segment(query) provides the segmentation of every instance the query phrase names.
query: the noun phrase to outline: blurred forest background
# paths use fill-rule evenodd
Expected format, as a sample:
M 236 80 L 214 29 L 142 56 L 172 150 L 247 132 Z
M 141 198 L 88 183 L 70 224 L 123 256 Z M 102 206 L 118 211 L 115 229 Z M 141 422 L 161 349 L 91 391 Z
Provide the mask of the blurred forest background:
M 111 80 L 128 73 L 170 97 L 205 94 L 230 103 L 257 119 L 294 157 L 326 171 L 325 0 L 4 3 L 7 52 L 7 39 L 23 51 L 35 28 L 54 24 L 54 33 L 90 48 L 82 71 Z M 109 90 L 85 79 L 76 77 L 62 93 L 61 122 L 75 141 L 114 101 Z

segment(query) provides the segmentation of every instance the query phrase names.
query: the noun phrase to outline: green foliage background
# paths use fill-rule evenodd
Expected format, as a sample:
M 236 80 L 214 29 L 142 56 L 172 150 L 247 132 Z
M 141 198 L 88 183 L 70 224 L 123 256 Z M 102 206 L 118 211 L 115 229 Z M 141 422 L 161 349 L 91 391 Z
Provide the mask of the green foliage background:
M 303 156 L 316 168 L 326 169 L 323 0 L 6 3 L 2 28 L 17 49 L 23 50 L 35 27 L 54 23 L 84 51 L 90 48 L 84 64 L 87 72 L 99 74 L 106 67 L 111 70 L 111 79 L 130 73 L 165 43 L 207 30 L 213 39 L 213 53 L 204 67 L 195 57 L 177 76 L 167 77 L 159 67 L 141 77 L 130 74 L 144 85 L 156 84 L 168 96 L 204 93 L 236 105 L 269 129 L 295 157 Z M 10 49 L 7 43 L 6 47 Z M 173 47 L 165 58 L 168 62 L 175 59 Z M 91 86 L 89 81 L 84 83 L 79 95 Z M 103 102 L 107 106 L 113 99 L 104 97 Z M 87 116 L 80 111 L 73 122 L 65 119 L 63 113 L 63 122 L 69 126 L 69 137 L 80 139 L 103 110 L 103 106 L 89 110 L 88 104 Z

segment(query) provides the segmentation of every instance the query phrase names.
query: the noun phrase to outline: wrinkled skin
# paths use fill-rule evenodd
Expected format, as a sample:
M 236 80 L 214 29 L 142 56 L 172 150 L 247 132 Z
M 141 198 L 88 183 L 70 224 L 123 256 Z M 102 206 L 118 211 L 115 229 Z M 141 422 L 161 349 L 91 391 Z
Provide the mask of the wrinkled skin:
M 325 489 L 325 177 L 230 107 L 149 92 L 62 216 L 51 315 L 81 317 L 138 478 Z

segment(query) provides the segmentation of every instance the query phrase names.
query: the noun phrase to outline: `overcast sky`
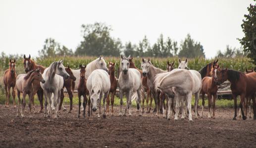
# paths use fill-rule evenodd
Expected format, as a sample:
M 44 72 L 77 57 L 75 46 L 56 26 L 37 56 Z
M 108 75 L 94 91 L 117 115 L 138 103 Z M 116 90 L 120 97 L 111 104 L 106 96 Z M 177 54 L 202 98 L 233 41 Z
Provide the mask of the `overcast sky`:
M 0 0 L 0 51 L 38 56 L 47 37 L 73 51 L 82 39 L 81 26 L 111 25 L 111 36 L 152 45 L 163 34 L 179 43 L 187 34 L 200 41 L 206 58 L 229 44 L 240 47 L 241 25 L 249 0 Z

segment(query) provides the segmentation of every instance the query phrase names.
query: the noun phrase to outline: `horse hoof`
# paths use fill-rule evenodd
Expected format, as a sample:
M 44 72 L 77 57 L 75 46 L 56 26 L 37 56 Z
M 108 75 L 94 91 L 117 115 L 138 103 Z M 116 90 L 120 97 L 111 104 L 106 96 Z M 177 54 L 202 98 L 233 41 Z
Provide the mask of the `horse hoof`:
M 243 120 L 245 120 L 246 119 L 246 116 L 243 116 Z

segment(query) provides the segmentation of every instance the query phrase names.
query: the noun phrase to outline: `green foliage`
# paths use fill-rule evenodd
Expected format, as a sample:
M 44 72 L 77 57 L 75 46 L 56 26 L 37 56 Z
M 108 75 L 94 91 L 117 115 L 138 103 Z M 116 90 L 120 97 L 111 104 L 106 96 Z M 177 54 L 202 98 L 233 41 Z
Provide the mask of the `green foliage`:
M 193 58 L 195 57 L 205 57 L 204 48 L 200 42 L 195 42 L 191 38 L 190 35 L 188 34 L 184 41 L 180 45 L 179 57 Z
M 250 4 L 247 9 L 249 14 L 245 14 L 245 19 L 241 25 L 245 36 L 238 40 L 244 47 L 244 51 L 248 52 L 248 57 L 256 64 L 256 48 L 254 48 L 254 40 L 256 41 L 256 4 Z
M 83 40 L 75 52 L 76 55 L 117 56 L 122 48 L 121 40 L 111 37 L 110 27 L 105 24 L 82 25 Z
M 55 39 L 49 38 L 46 39 L 42 49 L 39 51 L 41 57 L 54 57 L 55 56 L 68 56 L 73 54 L 71 49 L 68 49 L 65 46 L 61 46 Z

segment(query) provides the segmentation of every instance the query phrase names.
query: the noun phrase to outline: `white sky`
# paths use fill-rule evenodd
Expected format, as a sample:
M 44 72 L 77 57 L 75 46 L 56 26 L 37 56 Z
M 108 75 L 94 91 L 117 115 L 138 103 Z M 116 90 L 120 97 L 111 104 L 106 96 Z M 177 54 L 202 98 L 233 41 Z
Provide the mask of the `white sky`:
M 241 25 L 249 0 L 0 1 L 0 52 L 38 56 L 47 37 L 72 48 L 82 40 L 81 25 L 111 25 L 111 36 L 151 45 L 162 33 L 179 43 L 188 33 L 204 46 L 207 58 L 227 44 L 239 47 Z

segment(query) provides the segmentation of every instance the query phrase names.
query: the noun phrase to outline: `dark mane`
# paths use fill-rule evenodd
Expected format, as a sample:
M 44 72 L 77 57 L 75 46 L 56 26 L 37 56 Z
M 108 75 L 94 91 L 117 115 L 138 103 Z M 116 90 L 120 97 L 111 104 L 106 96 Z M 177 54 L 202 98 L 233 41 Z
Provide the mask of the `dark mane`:
M 31 74 L 32 74 L 32 73 L 35 72 L 36 70 L 32 70 L 31 71 L 30 71 L 29 72 L 28 72 L 28 74 L 27 74 L 27 75 L 26 75 L 24 77 L 24 80 L 27 80 L 29 78 L 29 76 L 30 76 L 30 75 L 31 75 Z
M 245 74 L 241 72 L 239 72 L 233 70 L 228 70 L 227 74 L 228 79 L 230 81 L 232 82 L 236 82 L 239 80 L 241 74 Z
M 201 77 L 203 79 L 204 77 L 205 77 L 206 76 L 206 74 L 207 74 L 207 68 L 208 66 L 211 67 L 212 65 L 212 62 L 208 64 L 202 68 L 198 72 L 201 74 Z

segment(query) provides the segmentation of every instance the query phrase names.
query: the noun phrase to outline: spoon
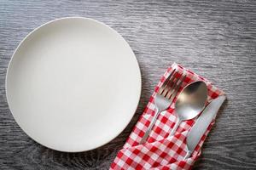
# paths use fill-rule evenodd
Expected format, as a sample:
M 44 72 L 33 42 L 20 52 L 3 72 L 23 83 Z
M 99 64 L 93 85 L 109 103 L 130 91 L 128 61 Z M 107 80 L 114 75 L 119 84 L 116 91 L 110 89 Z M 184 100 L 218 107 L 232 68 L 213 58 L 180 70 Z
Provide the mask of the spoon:
M 205 108 L 207 99 L 207 87 L 202 81 L 188 84 L 177 96 L 175 112 L 177 116 L 170 135 L 173 135 L 183 121 L 193 119 Z

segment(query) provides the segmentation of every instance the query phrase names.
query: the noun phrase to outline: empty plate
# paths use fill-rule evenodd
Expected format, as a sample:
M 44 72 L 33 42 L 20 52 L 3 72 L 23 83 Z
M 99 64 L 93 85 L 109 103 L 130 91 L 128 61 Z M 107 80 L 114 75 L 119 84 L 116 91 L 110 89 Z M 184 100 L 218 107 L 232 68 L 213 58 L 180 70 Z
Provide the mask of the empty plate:
M 48 22 L 20 43 L 6 94 L 20 127 L 35 141 L 68 152 L 97 148 L 119 134 L 141 94 L 137 59 L 125 40 L 96 20 Z

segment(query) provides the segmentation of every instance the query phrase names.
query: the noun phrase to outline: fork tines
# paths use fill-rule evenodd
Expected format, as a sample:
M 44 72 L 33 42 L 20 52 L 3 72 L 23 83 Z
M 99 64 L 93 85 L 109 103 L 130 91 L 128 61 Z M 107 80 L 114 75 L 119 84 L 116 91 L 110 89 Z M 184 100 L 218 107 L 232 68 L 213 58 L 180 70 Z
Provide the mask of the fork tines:
M 180 77 L 178 76 L 178 71 L 176 69 L 171 72 L 163 85 L 160 88 L 158 94 L 172 101 L 177 95 L 178 89 L 180 88 L 182 82 L 186 77 L 185 73 L 183 73 Z

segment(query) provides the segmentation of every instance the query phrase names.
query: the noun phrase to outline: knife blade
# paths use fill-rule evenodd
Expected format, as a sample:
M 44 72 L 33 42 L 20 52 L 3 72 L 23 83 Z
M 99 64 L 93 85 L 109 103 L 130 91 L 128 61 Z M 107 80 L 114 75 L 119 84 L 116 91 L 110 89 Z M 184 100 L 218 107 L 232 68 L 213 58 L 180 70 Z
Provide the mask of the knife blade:
M 225 99 L 225 95 L 212 99 L 197 118 L 187 135 L 187 155 L 184 159 L 189 158 L 191 156 L 210 123 L 216 117 L 220 106 Z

==================================================

§ What to produce: Pick out each line of the data above that contains the word "empty". Treat uppercase and lowercase as different.

§ Exercise answer:
query: the noun phrase to outline: empty plate
Provide the mask of the empty plate:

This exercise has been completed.